Go through every row below and swap "place a dot" for "put a mark", leaving everything else unchanged. Give the rows back without the pictures.

□ □ □

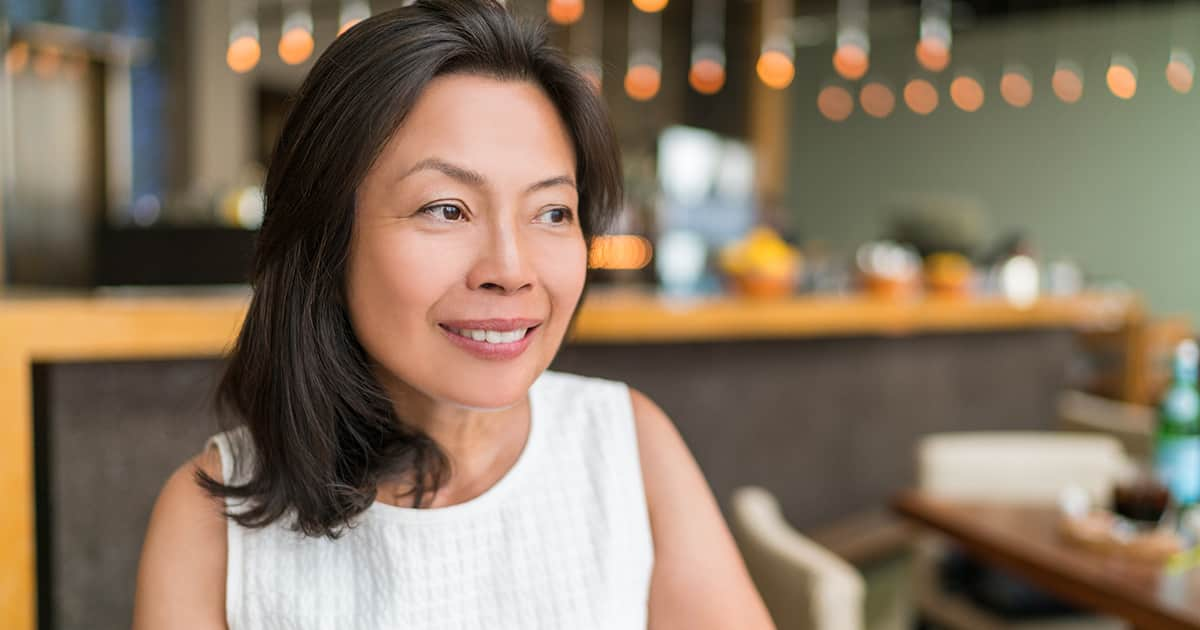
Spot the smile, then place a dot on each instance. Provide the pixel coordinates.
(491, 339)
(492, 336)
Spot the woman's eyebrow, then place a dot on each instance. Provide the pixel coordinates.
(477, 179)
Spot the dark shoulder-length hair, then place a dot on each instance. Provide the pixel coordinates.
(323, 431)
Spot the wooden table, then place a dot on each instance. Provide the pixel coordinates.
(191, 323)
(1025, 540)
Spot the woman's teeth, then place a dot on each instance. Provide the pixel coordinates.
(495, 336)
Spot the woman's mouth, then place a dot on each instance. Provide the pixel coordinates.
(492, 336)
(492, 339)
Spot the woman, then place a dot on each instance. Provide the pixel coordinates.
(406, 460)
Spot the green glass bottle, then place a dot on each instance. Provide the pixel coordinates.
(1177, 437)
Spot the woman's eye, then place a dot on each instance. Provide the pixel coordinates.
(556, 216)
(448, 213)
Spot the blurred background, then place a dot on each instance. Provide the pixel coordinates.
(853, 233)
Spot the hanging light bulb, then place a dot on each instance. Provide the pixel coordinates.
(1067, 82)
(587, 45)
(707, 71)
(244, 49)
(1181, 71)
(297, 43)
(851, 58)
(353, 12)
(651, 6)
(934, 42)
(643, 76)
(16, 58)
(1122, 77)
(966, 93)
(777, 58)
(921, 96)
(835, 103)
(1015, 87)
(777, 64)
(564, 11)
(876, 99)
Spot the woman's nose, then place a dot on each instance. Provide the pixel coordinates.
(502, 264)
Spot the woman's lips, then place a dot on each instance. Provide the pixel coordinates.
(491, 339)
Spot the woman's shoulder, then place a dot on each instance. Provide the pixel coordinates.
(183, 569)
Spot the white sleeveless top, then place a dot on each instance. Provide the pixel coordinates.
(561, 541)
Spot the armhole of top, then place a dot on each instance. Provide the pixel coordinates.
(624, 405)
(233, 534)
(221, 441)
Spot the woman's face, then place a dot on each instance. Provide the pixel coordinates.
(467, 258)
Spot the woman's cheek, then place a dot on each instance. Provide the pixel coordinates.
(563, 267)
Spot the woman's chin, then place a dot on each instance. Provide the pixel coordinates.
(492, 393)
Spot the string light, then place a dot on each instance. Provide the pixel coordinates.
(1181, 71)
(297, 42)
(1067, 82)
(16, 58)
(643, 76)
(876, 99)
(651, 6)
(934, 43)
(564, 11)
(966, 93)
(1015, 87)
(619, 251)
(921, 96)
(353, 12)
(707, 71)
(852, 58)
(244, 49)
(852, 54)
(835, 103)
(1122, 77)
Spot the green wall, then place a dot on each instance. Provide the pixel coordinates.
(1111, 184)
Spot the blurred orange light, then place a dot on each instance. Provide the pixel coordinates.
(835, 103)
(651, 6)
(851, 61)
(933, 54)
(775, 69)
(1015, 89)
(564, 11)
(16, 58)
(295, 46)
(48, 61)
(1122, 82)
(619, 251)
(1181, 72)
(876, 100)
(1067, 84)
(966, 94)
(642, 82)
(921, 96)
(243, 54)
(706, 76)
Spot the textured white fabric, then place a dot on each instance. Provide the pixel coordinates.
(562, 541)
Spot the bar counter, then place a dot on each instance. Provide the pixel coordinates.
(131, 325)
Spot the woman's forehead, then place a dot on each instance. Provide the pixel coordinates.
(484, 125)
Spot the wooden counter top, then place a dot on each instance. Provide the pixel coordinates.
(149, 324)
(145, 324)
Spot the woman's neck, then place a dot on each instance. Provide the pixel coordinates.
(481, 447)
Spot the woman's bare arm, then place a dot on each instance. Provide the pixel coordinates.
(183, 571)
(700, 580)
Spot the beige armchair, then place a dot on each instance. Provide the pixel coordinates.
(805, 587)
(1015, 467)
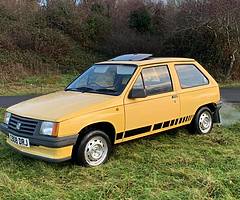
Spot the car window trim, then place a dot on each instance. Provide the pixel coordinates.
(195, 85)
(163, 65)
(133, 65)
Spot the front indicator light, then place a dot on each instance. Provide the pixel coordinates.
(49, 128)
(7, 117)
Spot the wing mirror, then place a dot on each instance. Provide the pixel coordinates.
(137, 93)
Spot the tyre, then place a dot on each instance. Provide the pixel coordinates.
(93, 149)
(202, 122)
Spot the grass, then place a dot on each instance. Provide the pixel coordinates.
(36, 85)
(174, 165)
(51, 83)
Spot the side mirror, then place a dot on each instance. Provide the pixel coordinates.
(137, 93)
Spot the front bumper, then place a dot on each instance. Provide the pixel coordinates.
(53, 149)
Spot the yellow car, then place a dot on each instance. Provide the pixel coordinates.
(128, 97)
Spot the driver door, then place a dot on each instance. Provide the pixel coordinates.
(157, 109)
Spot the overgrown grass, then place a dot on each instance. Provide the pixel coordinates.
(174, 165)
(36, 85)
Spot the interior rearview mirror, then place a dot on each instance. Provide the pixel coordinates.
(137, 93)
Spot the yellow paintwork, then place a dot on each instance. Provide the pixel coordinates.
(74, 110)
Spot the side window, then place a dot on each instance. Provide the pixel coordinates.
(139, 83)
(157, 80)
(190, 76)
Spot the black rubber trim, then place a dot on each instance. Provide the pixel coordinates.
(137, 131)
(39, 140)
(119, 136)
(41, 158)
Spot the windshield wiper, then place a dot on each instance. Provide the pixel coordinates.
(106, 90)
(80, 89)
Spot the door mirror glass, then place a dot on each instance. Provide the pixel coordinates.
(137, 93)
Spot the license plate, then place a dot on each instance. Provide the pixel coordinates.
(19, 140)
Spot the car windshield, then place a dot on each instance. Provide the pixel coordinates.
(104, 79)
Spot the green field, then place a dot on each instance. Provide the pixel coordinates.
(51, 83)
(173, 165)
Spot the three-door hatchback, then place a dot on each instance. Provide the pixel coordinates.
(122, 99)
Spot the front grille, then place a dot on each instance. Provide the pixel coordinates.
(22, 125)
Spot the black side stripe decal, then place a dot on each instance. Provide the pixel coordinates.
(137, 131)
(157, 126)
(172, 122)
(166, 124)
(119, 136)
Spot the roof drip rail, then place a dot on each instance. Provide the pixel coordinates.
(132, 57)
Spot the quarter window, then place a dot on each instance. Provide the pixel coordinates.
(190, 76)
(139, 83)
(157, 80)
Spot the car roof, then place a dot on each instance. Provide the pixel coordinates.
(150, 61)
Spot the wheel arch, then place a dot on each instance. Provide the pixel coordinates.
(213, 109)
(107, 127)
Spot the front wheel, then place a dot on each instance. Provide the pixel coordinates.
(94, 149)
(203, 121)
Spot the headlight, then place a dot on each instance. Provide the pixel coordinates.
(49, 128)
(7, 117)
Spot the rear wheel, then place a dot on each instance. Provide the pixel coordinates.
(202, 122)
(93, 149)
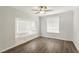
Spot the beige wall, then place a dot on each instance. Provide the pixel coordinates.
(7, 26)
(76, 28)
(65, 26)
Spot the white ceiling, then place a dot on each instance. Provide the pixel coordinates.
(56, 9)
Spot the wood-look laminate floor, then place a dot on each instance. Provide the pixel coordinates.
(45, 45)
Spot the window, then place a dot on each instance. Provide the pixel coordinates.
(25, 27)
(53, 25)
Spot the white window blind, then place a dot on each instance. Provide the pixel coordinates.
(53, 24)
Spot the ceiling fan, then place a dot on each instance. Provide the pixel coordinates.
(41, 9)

□ □ □

# [Response]
Spot the smile, then put a mark on each instance. Provide the pixel coordinates.
(491, 339)
(492, 336)
Spot the woman's eyebrow, then put a mark on each instance. Provide the pixel coordinates.
(477, 179)
Spot the dark shoulder-length hair, then put a mark on each instance. Provide the pixel coordinates.
(323, 431)
Spot the wooden table, then put a mark on each instance. Provide the pixel coordinates.
(191, 323)
(1025, 540)
Spot the woman's teeth, then put a mark on each instance. Provide the pixel coordinates.
(495, 336)
Spot the woman's mouth, then put a mark on each instance. Provide the pixel coordinates.
(492, 336)
(492, 339)
Spot the woman, then put a mark on each instance. Provide the pixel coordinates.
(406, 460)
Spot the green glass bottle, then put a mark on each instance. Provide the pixel coordinates.
(1177, 437)
Spot the woman's eye, then put a mark on each instance. Provide the pixel coordinates.
(556, 216)
(448, 213)
Spot the blurred background, then put a mark on each instance. Provide the pixel coordinates.
(853, 233)
Spot the hanging light bulb, then put a mark on each instance. Provide the pixel coordinates.
(1067, 82)
(587, 45)
(707, 71)
(244, 49)
(1181, 71)
(297, 43)
(851, 58)
(353, 12)
(651, 6)
(934, 42)
(643, 76)
(16, 58)
(1122, 77)
(966, 93)
(777, 58)
(921, 96)
(835, 103)
(1015, 87)
(777, 64)
(564, 11)
(876, 99)
Spot the woman's nose, then put a mark on each instance. Provide the pixel coordinates.
(502, 264)
Spot the woman's lips, then put a mark on each instance. Provide the pixel coordinates.
(491, 339)
Spot the woman's shoulder, then put a mark on each instance. Provide the pixel coordinates.
(183, 569)
Spot the white sleeveless top, then put a mark on each instance. Provide the pixel coordinates.
(561, 541)
Spot the armhole of top, then put a mark on each instance. Provide the pixel coordinates.
(624, 405)
(233, 534)
(221, 441)
Spot the woman's face, then put a mark on each instance. Provide the pixel coordinates.
(467, 258)
Spot the woman's cheek, then put a mark on each instance. Provide the pixel coordinates.
(563, 267)
Spot the woman's chin, then put a mark on each instance. Provide the pixel coordinates.
(492, 393)
Spot the string light, then put a mark on each instance. Provide the pixel coordinates.
(1181, 71)
(297, 42)
(1067, 82)
(16, 58)
(643, 76)
(876, 99)
(651, 6)
(934, 43)
(564, 11)
(966, 93)
(1015, 87)
(619, 251)
(921, 96)
(353, 12)
(707, 71)
(852, 58)
(244, 49)
(852, 54)
(835, 103)
(1122, 77)
Spot the green wall, then put a mark on each instance. Provide the pixel coordinates.
(1111, 184)
Spot the blurred orange light, then put a mark on each instance. Provide the pixel coordinates.
(835, 103)
(651, 6)
(851, 61)
(933, 54)
(775, 69)
(1015, 89)
(564, 11)
(16, 58)
(295, 46)
(48, 61)
(1122, 82)
(619, 251)
(1181, 72)
(876, 100)
(1067, 84)
(966, 94)
(642, 82)
(921, 96)
(243, 54)
(706, 76)
Spot the textured white fabric, then put a mark on each instance. Provide the pixel coordinates.
(562, 541)
Spot the bar counter, then put a mark on each instance. Provide the pixel coordinates.
(131, 325)
Spot the woman's forehead, then put a mark on each instance. Provide the pixel coordinates.
(484, 125)
Spot the wooden counter top, then put a mark on each instance. Provide the pixel coordinates.
(149, 324)
(145, 324)
Spot the woman's neck, then put a mark on each instance. Provide the pixel coordinates.
(481, 447)
Spot the woman's bare arm, then put a mark on each instance. Provide the pixel coordinates.
(183, 571)
(700, 580)
Spot the beige armchair, then put a mark on each instance. Provide the pixel coordinates.
(805, 587)
(1015, 467)
Spot the car window trim, then put a mark on each instance. Provide the pixel coordinates.
(195, 85)
(163, 65)
(133, 65)
Spot the front indicator light, then put a mark on each instance. Provide the pixel coordinates.
(49, 128)
(7, 117)
Spot the wing mirror, then put a mark on each instance. Provide the pixel coordinates.
(137, 93)
Spot the tyre, then put a mark on each instance. Provide the pixel coordinates.
(93, 149)
(202, 122)
Spot the grass, then put a mark on each instance. Provide the pixel coordinates.
(36, 85)
(174, 165)
(51, 83)
Spot the side mirror, then put a mark on each instance. Provide the pixel coordinates.
(137, 93)
Spot the front bumper, then put a mark on each instance. Provide the pixel coordinates.
(53, 149)
Spot the yellow car, then put a mark on each instance. Provide the pixel coordinates.
(128, 97)
Spot the driver door, then put a mark on each instance. Provide the pixel coordinates.
(157, 109)
Spot the overgrown grass, then put a mark on each instance. Provide the pixel coordinates.
(174, 165)
(36, 85)
Spot the interior rearview mirror, then put a mark on each instance. Provide the pixel coordinates.
(137, 93)
Spot the yellow paintwork, then put a mark on each instance. Provide the pixel coordinates.
(74, 110)
Spot the side window, then put a mark on each instance. Provide the pixel coordinates.
(139, 83)
(157, 80)
(190, 76)
Spot the black rubber trim, then put a mark on each instance. Provide the pixel coordinates.
(137, 131)
(39, 140)
(119, 136)
(41, 158)
Spot the windshield wiper, then put a mark on each instance. Provide the pixel coordinates.
(106, 90)
(80, 89)
Spot the door mirror glass, then put a mark on each instance. Provide the pixel coordinates.
(137, 93)
Spot the license plate, then put a mark on each instance. Provide the pixel coordinates.
(19, 140)
Spot the car windshield, then put a mark on each instance. Provide the pixel coordinates.
(104, 79)
Spot the green field, then put a mark on each instance. Provide the pixel coordinates.
(51, 83)
(173, 165)
Spot the three-door hatchback, then put a mark on each instance. Provide the pixel coordinates.
(122, 99)
Spot the front grille, then put a mark on each instance. Provide the pixel coordinates.
(22, 125)
Spot the black side stripe decal, then put a mark on each instance. Provide the pixel coordinates.
(137, 131)
(157, 126)
(172, 122)
(166, 124)
(119, 136)
Spot the roof drip rail, then put a mark on each instance. Provide the pixel coordinates.
(132, 57)
Spot the quarter window, then put a mark on each instance. Provide the pixel coordinates.
(190, 76)
(139, 83)
(157, 80)
Spot the car roof, then put a mark on each instance. Provide the pixel coordinates.
(150, 61)
Spot the wheel arch, then put a mark on each instance. Provide the pixel coordinates.
(213, 109)
(107, 127)
Spot the front wheel, then put a mark on each instance. Provide the pixel coordinates.
(94, 149)
(203, 121)
Spot the headlight, then put a mark on each instance. Provide the pixel coordinates.
(49, 128)
(7, 117)
Spot the rear wheel, then put a mark on each instance. Provide the pixel coordinates.
(202, 122)
(93, 149)
Spot the beige wall, then put a mark on each instance. Provide the pixel coordinates.
(7, 26)
(76, 28)
(65, 26)
Spot the white ceiling, then put a mark on each instance. Provide the pixel coordinates.
(56, 9)
Spot the wood-look laminate floor, then put a mark on each instance. Provide the pixel coordinates.
(45, 45)
Spot the window, then put a mark on each instance. Provide the pixel coordinates.
(25, 27)
(53, 25)
Spot the white window blind, then put a mark on each instance. Provide the pixel coordinates.
(53, 24)
Spot the ceiling fan, then put a mark on each instance. Provide the pixel coordinates.
(41, 9)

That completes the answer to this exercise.